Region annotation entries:
....................

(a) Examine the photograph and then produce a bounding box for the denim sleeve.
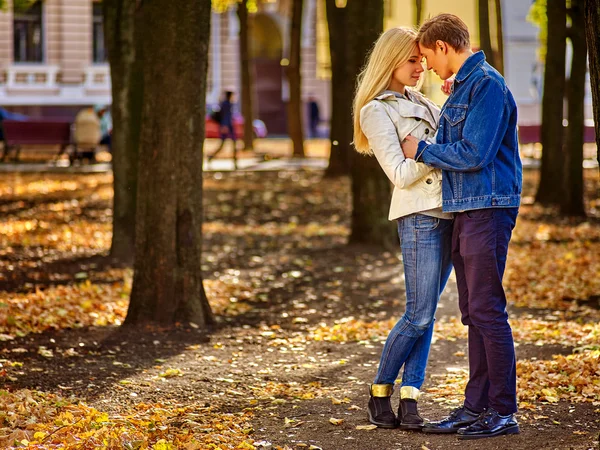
[416,78,509,172]
[360,101,433,189]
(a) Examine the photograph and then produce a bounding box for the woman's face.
[390,45,424,92]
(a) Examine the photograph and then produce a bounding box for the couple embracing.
[354,14,522,439]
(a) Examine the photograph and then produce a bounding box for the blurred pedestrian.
[307,94,321,138]
[208,91,237,169]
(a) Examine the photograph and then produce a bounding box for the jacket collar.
[455,50,485,83]
[375,91,440,127]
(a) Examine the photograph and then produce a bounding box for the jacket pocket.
[444,105,467,127]
[444,105,467,142]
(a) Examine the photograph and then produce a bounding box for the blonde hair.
[352,27,417,154]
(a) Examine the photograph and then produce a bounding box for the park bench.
[519,125,596,144]
[1,119,72,161]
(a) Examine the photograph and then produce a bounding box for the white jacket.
[360,91,442,220]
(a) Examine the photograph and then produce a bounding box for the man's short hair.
[417,14,471,51]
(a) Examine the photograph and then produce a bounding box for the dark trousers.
[452,208,518,415]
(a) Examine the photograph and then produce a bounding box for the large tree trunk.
[286,0,304,158]
[125,0,213,328]
[494,0,504,75]
[536,0,567,204]
[415,0,423,26]
[237,0,254,150]
[346,0,398,248]
[325,0,354,177]
[477,0,495,62]
[102,0,143,264]
[584,0,600,170]
[560,0,587,216]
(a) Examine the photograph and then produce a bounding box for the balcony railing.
[6,64,59,91]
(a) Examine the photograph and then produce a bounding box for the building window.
[13,1,44,62]
[92,3,108,63]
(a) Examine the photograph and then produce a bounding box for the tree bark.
[346,0,398,248]
[560,0,587,216]
[477,0,495,66]
[536,0,567,204]
[584,0,600,171]
[125,0,213,328]
[102,0,143,264]
[494,0,504,75]
[237,0,254,150]
[325,0,354,177]
[286,0,304,158]
[415,0,423,26]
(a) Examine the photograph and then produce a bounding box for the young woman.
[353,28,452,430]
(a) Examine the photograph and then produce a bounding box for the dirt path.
[0,173,600,450]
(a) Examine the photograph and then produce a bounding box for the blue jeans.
[375,214,452,389]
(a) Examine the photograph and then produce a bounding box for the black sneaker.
[423,405,480,434]
[457,408,520,439]
[367,384,398,428]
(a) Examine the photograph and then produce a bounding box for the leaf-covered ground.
[0,171,600,450]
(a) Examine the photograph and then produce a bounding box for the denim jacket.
[416,51,523,212]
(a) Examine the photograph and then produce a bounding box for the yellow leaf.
[356,425,377,431]
[33,431,46,441]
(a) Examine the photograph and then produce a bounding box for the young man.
[208,91,237,169]
[402,14,522,439]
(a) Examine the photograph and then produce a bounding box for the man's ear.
[435,39,448,55]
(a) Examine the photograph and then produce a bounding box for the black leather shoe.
[458,408,520,439]
[367,384,398,428]
[398,398,423,430]
[423,406,480,434]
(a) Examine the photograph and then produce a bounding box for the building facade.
[0,0,111,116]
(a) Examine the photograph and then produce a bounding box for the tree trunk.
[237,0,254,150]
[325,0,354,177]
[102,0,143,264]
[560,0,587,216]
[125,0,213,328]
[415,0,423,26]
[584,0,600,170]
[346,0,398,248]
[535,0,567,204]
[286,0,304,158]
[494,0,504,75]
[477,0,495,66]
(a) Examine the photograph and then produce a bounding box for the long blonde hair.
[352,27,417,154]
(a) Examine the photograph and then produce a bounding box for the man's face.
[419,44,453,80]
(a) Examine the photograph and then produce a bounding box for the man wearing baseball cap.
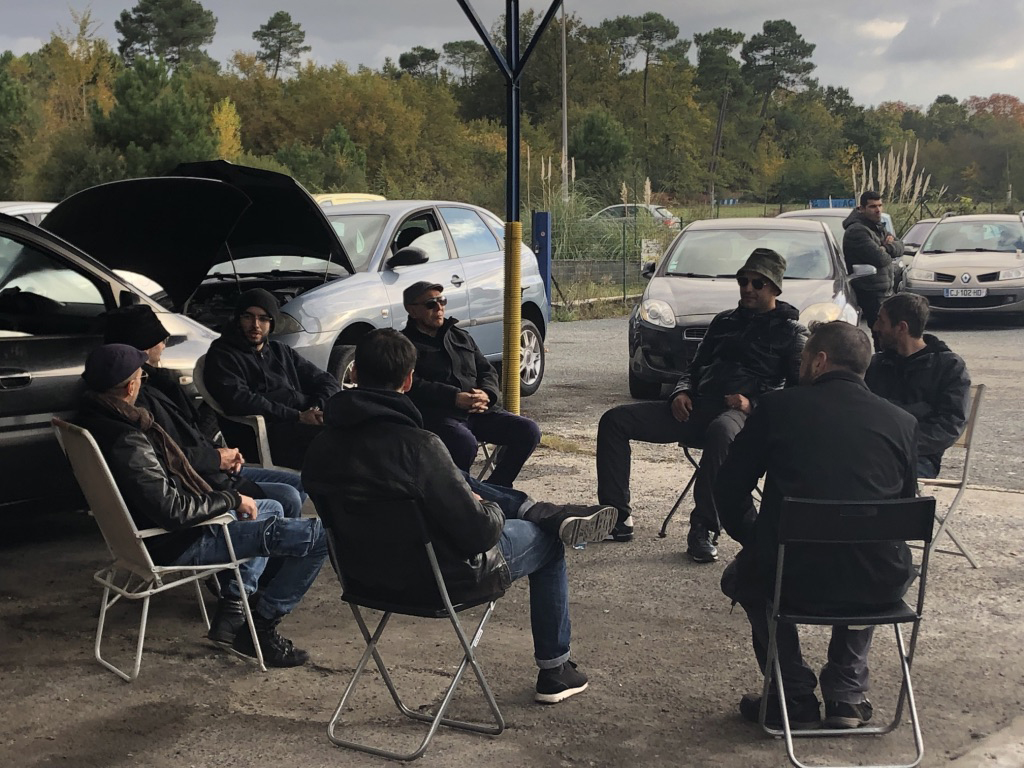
[76,344,327,667]
[597,248,807,563]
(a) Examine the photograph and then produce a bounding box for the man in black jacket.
[597,248,807,562]
[715,321,916,728]
[401,281,541,487]
[103,304,306,517]
[204,288,341,469]
[864,293,971,477]
[302,329,614,703]
[77,344,327,667]
[843,189,903,328]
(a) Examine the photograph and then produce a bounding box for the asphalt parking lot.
[0,317,1024,768]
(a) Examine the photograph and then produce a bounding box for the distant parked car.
[629,218,874,397]
[903,211,1024,315]
[590,204,682,229]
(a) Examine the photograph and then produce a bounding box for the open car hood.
[42,160,354,308]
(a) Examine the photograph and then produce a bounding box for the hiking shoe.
[604,515,633,542]
[534,662,587,703]
[686,522,718,562]
[231,614,309,667]
[825,698,872,728]
[739,693,821,731]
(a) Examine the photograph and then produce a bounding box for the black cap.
[401,280,444,306]
[82,344,148,392]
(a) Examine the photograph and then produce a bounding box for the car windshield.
[665,229,833,280]
[921,220,1024,253]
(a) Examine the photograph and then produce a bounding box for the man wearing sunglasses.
[401,281,541,487]
[597,248,807,563]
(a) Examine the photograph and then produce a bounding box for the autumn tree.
[253,10,312,80]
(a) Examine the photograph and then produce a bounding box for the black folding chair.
[760,497,935,768]
[306,493,505,761]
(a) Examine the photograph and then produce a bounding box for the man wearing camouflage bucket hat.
[597,248,807,563]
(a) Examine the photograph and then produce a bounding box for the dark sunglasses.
[736,278,768,291]
[415,296,447,311]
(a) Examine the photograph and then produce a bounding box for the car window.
[440,208,501,259]
[665,229,833,280]
[0,236,106,337]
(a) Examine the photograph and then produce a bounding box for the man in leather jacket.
[597,248,807,563]
[864,293,971,477]
[76,344,327,667]
[302,329,614,703]
[402,281,541,487]
[103,304,306,517]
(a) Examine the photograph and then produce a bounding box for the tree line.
[0,0,1024,218]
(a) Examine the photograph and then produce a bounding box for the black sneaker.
[231,616,309,667]
[686,522,718,562]
[825,698,872,728]
[604,515,633,542]
[534,662,587,703]
[739,693,821,731]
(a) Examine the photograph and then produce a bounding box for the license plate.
[942,288,988,299]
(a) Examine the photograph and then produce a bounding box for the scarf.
[85,391,213,495]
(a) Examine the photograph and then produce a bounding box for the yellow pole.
[502,221,522,414]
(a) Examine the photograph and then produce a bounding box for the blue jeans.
[495,520,571,670]
[174,507,327,620]
[239,467,307,517]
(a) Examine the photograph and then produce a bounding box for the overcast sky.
[0,0,1024,106]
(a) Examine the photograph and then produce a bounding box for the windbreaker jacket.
[715,371,918,609]
[302,387,511,603]
[75,400,242,565]
[864,334,971,474]
[402,317,501,423]
[843,210,903,294]
[203,324,341,422]
[670,301,807,402]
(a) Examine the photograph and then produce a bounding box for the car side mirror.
[384,246,430,269]
[850,264,879,280]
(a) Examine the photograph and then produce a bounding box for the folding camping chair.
[52,418,266,683]
[306,493,505,761]
[760,497,935,768]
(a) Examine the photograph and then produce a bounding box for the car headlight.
[906,268,935,283]
[640,299,676,328]
[800,301,843,326]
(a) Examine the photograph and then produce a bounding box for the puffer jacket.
[302,387,511,604]
[203,324,341,422]
[401,317,501,423]
[843,209,903,295]
[864,334,971,475]
[670,301,807,402]
[75,400,242,565]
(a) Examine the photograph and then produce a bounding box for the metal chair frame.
[52,418,266,683]
[759,497,935,768]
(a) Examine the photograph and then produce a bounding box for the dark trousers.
[722,554,874,703]
[424,409,541,487]
[597,397,746,531]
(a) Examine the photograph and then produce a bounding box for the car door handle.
[0,368,32,389]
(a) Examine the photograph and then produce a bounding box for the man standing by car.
[864,293,971,477]
[843,189,903,328]
[715,321,916,729]
[597,248,807,563]
[204,288,341,469]
[401,281,541,487]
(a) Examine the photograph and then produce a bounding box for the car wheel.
[519,319,544,397]
[327,344,355,389]
[629,371,662,400]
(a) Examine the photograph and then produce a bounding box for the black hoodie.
[864,334,971,476]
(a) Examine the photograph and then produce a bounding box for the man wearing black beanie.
[204,288,341,469]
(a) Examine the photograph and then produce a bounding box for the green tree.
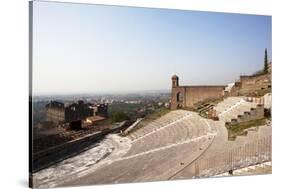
[263,48,268,73]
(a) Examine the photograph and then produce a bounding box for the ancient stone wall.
[171,86,225,110]
[184,86,225,107]
[230,73,271,96]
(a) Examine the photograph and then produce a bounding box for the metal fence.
[194,136,272,177]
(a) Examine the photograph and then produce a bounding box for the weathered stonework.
[171,75,226,110]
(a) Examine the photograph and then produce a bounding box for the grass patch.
[123,108,171,135]
[226,118,266,140]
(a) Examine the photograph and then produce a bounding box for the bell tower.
[172,75,179,88]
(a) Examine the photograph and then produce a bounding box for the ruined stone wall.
[171,86,225,110]
[46,108,65,124]
[171,87,186,110]
[230,73,271,96]
[185,86,225,107]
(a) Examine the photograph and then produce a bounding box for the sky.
[32,1,272,95]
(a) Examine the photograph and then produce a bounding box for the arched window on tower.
[177,92,183,102]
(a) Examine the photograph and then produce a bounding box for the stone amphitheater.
[34,97,271,187]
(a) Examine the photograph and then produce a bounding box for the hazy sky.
[33,2,272,94]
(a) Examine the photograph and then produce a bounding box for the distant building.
[171,75,226,110]
[46,100,107,129]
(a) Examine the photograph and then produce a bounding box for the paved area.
[31,107,271,188]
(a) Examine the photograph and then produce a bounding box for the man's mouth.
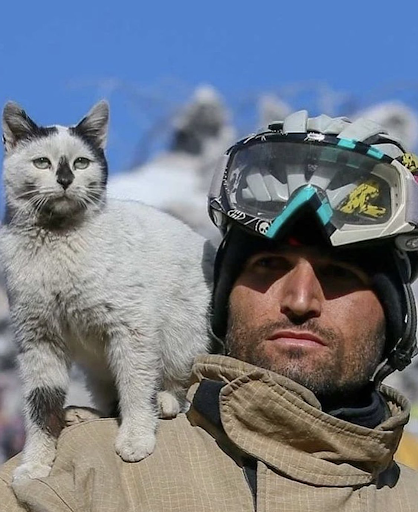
[267,330,327,348]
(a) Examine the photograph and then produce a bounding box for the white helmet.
[209,110,418,378]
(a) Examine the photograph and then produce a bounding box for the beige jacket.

....................

YOUR OBJECTIVE —
Reproduce verbatim every line of the listing from the line containing "folding camping chair." down to the line containing "[864,334,971,476]", including both of those lines.

WRITTEN ANSWER —
(a) Examine the photograph and then produce a bounding box for the folding camping chair.
[52,418,266,683]
[306,493,505,761]
[760,497,935,768]
(a) Examine the photograph and then produce a bounding box for the car headlight.
[906,268,935,283]
[640,299,676,328]
[800,301,843,326]
(a) Examine the photograph and then produce a bounding box for the puffer jacket.
[302,387,511,604]
[203,324,341,422]
[401,317,501,423]
[843,209,903,295]
[864,334,971,475]
[670,301,807,402]
[75,400,242,565]
(a) Examine the photograph and then produce a bounding box for the metal chair frame.
[52,418,266,683]
[759,497,935,768]
(a) Examine the photograph and then produce a bounding box for the dark trousers.
[722,554,874,703]
[424,409,541,487]
[597,397,746,531]
(a) Examine the photograph and then produce a bounding box for the car door handle.
[0,368,32,389]
(a) Examine the photograph and then produce a bounding box for the man standing by car.
[864,293,971,477]
[843,189,903,328]
[715,321,916,729]
[597,248,807,563]
[204,288,341,469]
[401,281,541,487]
(a) Examine the photograph and then produce a bounding box for the car wheel.
[519,319,544,397]
[327,344,355,389]
[629,371,662,400]
(a) Examine the photograph and then produce a bounding box for the black hoodie.
[864,334,971,476]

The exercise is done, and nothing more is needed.